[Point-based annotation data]
-------------------------

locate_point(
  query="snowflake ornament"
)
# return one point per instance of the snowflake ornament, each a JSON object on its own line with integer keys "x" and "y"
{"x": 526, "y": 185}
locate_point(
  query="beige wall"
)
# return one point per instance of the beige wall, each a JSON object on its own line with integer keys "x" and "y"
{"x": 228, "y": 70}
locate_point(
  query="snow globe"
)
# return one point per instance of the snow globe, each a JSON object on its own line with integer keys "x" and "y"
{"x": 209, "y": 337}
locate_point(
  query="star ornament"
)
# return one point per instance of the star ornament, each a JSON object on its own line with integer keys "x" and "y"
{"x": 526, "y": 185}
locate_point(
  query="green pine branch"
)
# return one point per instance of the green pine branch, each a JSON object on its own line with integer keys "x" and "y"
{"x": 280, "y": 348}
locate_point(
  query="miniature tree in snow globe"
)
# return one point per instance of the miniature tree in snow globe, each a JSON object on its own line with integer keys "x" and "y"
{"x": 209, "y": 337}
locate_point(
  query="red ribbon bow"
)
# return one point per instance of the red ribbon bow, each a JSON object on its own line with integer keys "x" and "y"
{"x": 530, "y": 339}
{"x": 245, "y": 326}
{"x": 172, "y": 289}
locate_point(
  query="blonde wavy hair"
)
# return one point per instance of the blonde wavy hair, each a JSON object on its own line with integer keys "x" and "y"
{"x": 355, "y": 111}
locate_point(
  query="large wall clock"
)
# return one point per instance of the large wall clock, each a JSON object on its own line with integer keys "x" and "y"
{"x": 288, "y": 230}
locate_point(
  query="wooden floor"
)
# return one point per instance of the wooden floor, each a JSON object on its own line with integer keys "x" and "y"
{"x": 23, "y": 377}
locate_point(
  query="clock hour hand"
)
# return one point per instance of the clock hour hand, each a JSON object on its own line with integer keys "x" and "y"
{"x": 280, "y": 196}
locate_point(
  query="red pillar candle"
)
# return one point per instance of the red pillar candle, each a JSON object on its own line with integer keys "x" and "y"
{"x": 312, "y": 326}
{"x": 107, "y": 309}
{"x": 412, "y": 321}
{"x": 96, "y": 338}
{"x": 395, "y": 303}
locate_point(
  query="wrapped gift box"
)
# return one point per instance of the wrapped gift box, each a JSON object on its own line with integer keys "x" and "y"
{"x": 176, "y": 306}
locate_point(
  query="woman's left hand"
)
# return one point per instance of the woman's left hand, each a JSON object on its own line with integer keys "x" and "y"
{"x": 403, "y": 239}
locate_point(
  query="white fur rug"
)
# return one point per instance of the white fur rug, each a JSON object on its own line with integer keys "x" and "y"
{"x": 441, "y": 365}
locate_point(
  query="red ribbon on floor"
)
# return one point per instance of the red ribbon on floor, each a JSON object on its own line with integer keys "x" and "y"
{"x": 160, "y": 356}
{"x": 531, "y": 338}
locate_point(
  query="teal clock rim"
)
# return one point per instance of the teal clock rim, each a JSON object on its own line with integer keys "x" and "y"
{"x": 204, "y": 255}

-------------------------

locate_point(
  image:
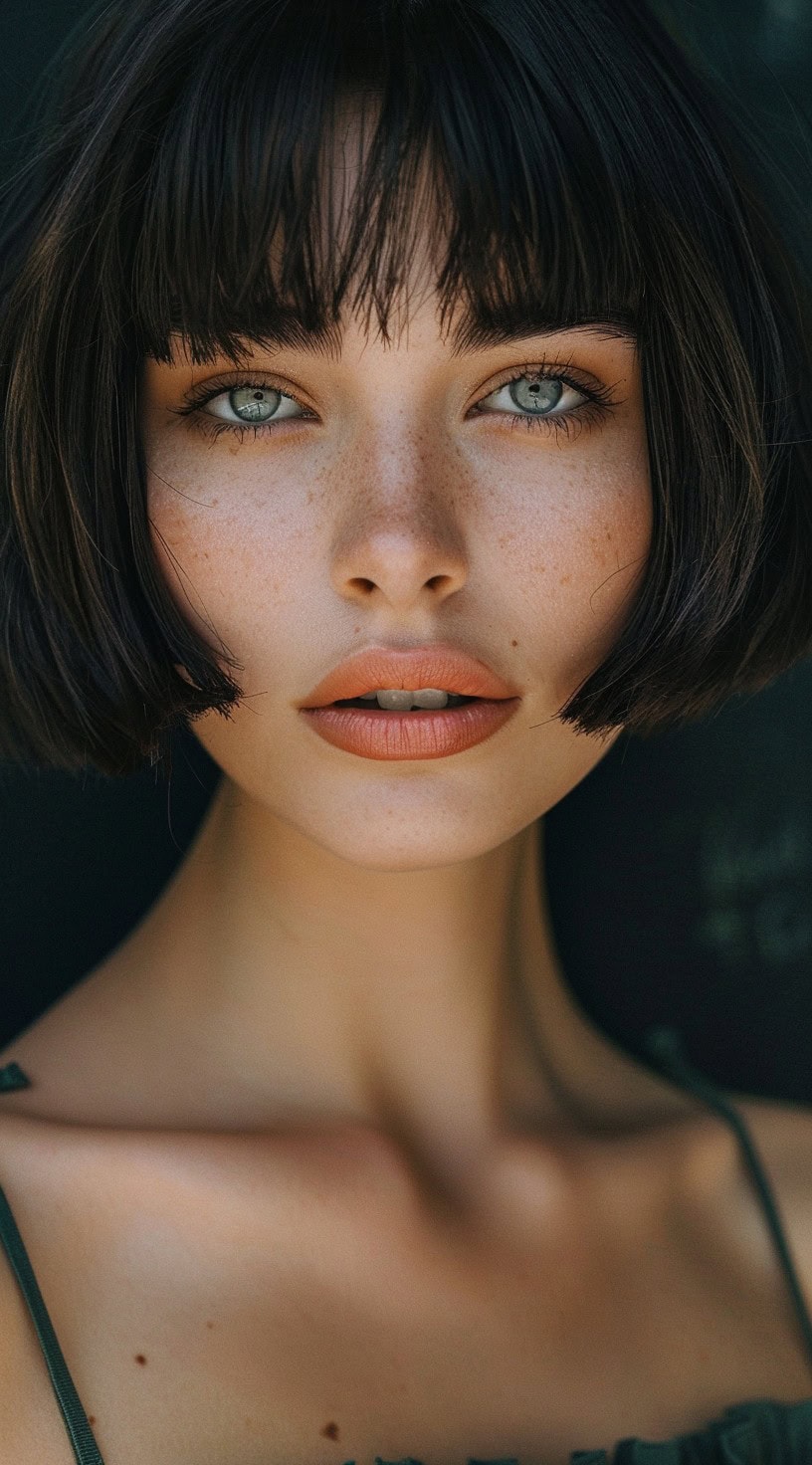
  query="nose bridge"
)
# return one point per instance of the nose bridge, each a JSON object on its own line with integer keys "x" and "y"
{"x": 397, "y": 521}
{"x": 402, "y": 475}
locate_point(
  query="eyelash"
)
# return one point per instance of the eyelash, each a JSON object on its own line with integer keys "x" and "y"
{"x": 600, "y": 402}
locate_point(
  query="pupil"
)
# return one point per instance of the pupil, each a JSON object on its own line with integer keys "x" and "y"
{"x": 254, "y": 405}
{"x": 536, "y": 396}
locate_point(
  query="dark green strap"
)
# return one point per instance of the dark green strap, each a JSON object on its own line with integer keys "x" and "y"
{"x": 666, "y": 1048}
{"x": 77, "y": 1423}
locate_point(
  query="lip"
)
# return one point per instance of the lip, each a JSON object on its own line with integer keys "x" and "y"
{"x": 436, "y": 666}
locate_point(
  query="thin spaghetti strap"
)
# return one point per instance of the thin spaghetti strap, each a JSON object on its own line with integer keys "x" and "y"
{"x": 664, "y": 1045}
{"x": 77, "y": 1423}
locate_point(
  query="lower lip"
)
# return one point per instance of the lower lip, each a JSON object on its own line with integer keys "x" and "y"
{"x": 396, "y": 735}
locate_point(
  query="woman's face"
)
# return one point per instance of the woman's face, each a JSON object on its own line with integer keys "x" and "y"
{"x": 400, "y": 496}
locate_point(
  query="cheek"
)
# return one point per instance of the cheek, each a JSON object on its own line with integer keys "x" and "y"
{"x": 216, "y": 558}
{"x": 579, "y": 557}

-------------------------

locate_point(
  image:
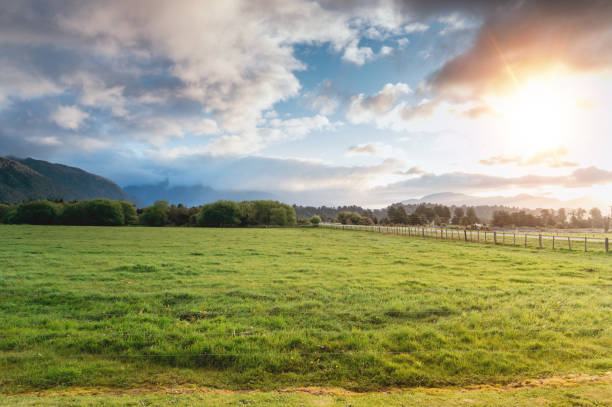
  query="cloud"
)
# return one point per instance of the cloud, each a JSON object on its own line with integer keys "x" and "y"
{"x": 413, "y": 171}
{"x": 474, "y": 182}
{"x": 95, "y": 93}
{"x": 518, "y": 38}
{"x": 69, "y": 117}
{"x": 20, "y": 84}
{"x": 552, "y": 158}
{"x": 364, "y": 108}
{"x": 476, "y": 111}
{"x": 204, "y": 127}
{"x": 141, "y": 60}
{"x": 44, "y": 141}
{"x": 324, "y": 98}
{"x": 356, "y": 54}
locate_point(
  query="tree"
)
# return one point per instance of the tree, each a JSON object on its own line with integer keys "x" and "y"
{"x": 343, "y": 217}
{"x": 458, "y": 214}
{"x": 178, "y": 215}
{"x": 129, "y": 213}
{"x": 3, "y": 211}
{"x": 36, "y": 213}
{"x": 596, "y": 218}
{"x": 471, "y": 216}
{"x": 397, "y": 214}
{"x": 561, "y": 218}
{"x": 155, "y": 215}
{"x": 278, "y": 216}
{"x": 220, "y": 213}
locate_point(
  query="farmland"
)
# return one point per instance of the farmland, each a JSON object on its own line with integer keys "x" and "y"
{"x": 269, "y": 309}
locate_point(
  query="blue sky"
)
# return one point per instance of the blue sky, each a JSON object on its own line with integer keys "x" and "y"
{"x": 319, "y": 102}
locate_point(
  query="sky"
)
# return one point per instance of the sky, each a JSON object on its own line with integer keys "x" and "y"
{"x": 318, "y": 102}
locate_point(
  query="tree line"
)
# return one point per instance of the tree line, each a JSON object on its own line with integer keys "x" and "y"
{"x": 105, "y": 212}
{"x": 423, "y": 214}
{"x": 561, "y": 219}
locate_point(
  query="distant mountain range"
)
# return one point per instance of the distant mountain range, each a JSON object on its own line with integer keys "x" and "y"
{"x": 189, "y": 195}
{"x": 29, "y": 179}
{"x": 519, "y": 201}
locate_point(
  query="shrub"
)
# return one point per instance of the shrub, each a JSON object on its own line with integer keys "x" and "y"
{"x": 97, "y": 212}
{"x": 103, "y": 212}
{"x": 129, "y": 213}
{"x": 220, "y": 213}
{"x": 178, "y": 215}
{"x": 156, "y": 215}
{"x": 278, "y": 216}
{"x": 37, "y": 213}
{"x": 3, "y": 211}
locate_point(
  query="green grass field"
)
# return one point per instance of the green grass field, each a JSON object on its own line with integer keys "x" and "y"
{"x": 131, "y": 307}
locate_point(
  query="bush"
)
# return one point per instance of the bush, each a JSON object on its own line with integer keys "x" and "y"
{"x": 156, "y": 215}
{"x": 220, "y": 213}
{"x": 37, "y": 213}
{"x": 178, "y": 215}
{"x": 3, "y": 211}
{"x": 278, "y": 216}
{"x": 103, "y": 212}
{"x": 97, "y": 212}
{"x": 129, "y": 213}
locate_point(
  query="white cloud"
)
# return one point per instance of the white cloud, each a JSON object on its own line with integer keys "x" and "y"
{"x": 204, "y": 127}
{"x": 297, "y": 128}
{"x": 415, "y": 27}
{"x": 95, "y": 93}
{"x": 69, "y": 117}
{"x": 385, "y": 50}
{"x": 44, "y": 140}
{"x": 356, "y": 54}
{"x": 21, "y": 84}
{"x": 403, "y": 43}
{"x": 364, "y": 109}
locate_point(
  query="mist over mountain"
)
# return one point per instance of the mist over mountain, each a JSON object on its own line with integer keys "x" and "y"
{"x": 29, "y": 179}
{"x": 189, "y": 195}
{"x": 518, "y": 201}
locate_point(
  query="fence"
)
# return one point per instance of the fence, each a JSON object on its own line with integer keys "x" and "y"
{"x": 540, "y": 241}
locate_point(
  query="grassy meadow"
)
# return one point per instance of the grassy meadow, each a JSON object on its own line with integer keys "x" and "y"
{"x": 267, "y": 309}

-------------------------

Gather every line of the records above that contains the word "teal".

Output of the exercise:
  query="teal clock rim"
# return one point per instance of the teal clock rim, each a JSON object on its own line with integer keys "x" and "y"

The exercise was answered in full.